• **DIRECTIVES**
[1] From the garter snake piece below, list each reaction that people are said to have had on hearing about Chuck.
[2] Answer these from the garter snake piece below:
(a) About how long is Chuck?
(b) What did the narrator find while mowing?
(c) Where was Chuck lying when the narrator went to have morning coffee on the patio?
[3] Resume the garter snake piece below, writing on from its last sentence.

• **PAGE EXTRACT**
Snake in the grass

My Sweet and I have had a visitor this summer. Really, he’s been around long enough that I’ve resigned myself to the fact that he’s not visiting, he’s taken up residence. In fact, we named him because anyone that stays around that long needs to have a name.

We called him Chuck.

He’s not exactly welcome, but he isn’t really unwelcome either. I just prefer to see Chuck from a distance.

Chuck is a snake. A common variety, regular old garter snake but you need to understand that Chuck is a really BIG garter snake. He’s roughly 30” long and about as big around as a quarter. He has taken a liking to the river stones we have around our house and pond. We often see him in the grass near the walkway or sunning himself on the stones by the pond.

When we tell people about Chuck we get some rather extreme reactions to say the least. One friend said she couldn’t believe Chuck hadn’t been ushered off to Snake Heaven. One lady said she’d move – snake for sale, house included. One of my employers said if it were her, Chuck would be a goner and she punctuated her statement with an alarmingly realistic impression of a shotgun being fired! I’m pretty sure my mother is avoiding visiting our house until winter when Chuck will be hibernating somewhere far below the snow.

It started with finding a shed skin in the grass while I was mowing. I figured that the shed skin meant the owner was probably resting somewhere nearby and since I needed to know where (so that I could avoid him) I went looking.

I found him curled up in the rocks lining the old flower beds outside our bedroom window. We’ve been trying to keep a close eye on him ever since, especially since he seemed fairly determined to stay in the yard.

We’ve spotted Chuck lounging in the grass, hiding among the rocks around the pond, and stretched out in the bark mulch lining the boardwalk to the pond. Most alarmingly, I went to enjoy my morning coffee on the patio by the pond one morning but came up short when I spotted Chuck laid out right in the middle of the boardwalk. There was no flipping way I was taking that route anymore, but still determined to have my coffee on the patio, I took the long way around through the grass.

• **DATASET ROWS**

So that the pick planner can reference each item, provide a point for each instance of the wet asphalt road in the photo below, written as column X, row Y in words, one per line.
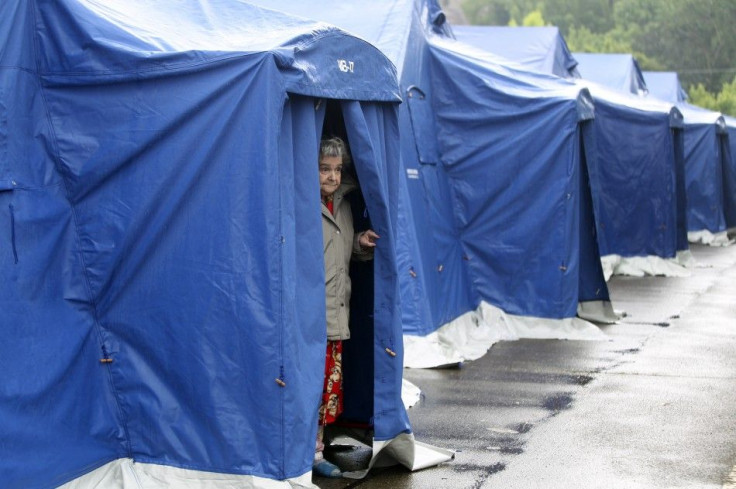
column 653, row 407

* * *

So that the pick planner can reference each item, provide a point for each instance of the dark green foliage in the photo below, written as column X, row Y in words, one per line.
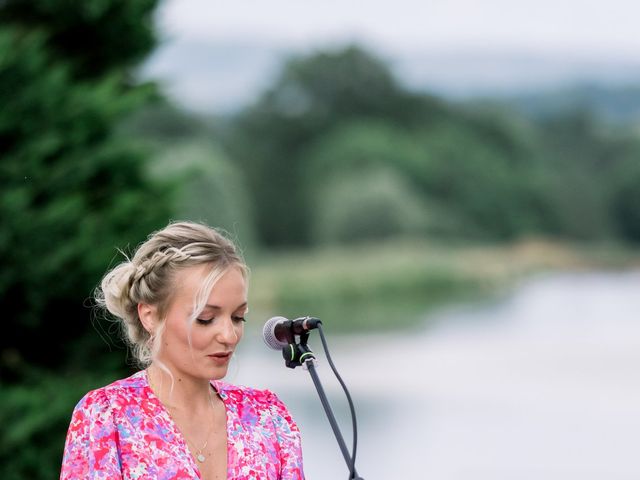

• **OUTPUTS IN ORDER**
[1]
- A friend couldn't believe Chuck hadn't been ushered off to Snake Heaven.
- A lady said she'd move: snake for sale, house included.
- One of the narrator's employers said Chuck would be a goner and followed it with an alarmingly realistic impression of a shotgun being fired.
- The narrator's mother seems to be avoiding visiting until winter, when Chuck will be hibernating.

[2]
(a) Roughly 30 inches long.
(b) A shed skin in the grass.
(c) Right in the middle of the boardwalk.

[3]
Chuck spent well over an hour sunning himself on the boardwalk. I finished one cup of coffee then went into the house and made a second. Chuck still hadn’t moved, so I took the grassy route yet again. I avoided getting close to him, but I was also determined to enjoy my morning coffee outside on my patio.

I haven’t seen Chuck for a few days now. I think he probably got tired of all the activity in the yard and moved on to a quieter home. I have to admit, I’m a little sorry that he’s gone. I’d gotten quite used to the idea of having him around. Frankly, he was starting to grow on me.
I learned a few things from having Chuck around.

The reactions we got when we told people we had a resident snake are a lot like the reactions we have when we have some kind of problem to deal with. Some people avoid their problems, just like the lady who suggested we move. Some deal with issues head-on with no hesitation, like my shotgun mimicking boss suggested. Others handle their problems by trying to understand every angle and proceeding with caution, like I gave Chuck a wide berth when he was laid out on the boardwalk in my way.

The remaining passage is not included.